◆ **REQUIREMENT**
Replace "keypoint" with "marker" in everything from the line containing "Task: annotate every instance of the red satin" down to the end of the records, and reproduce those lines with nothing else changed.

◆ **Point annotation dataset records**

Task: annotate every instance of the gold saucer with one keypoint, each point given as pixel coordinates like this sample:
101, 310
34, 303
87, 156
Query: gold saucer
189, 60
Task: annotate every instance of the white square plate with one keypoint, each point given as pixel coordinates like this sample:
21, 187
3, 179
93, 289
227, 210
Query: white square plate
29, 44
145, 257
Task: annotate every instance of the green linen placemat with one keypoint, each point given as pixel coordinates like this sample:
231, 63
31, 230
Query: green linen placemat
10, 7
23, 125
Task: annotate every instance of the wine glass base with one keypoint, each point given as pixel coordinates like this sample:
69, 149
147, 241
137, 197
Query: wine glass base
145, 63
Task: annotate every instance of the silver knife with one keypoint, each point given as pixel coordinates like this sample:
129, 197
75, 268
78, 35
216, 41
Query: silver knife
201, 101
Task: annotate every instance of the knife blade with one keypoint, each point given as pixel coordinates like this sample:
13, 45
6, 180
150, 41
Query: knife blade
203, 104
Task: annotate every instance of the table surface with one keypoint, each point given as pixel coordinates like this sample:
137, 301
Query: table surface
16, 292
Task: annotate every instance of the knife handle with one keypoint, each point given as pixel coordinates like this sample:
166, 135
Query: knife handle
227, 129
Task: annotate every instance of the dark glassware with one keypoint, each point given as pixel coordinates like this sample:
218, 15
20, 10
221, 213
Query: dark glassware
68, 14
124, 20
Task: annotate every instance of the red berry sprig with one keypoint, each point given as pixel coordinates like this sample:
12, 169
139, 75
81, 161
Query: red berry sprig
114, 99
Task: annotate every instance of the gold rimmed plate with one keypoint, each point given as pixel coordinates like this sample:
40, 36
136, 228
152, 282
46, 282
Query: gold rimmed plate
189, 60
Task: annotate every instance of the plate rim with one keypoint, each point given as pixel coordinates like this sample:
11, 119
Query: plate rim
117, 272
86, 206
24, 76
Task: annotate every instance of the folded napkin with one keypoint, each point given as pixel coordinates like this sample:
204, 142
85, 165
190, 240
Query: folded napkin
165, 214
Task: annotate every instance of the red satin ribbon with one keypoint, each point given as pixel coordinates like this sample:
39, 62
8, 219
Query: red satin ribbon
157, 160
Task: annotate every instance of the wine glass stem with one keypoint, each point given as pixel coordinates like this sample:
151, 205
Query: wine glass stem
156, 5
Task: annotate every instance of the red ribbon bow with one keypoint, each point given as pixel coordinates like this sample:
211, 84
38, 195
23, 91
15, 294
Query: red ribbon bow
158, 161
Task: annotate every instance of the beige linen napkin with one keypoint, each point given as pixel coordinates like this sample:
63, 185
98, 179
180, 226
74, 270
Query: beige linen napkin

◆ **EXERCISE RESULT**
Task: annotate every instance of the red satin ribbon with one marker, each point given as pixel coordinates like this sample:
39, 62
8, 219
Query: red satin ribbon
157, 160
Task: annotate every instance of the wine glass stem with one marker, each point given as pixel coordinates like this sample:
151, 205
Query: wine glass stem
156, 5
Task: annotate every instance of the red ribbon bow with one marker, each point given as pixel coordinates like this sample:
211, 84
38, 195
23, 91
15, 294
Query: red ribbon bow
158, 161
Task: annotate every instance of the beige linen napkin with one marker, each point given as pixel coordinates like this sample:
63, 185
98, 179
180, 226
74, 270
Query: beige linen napkin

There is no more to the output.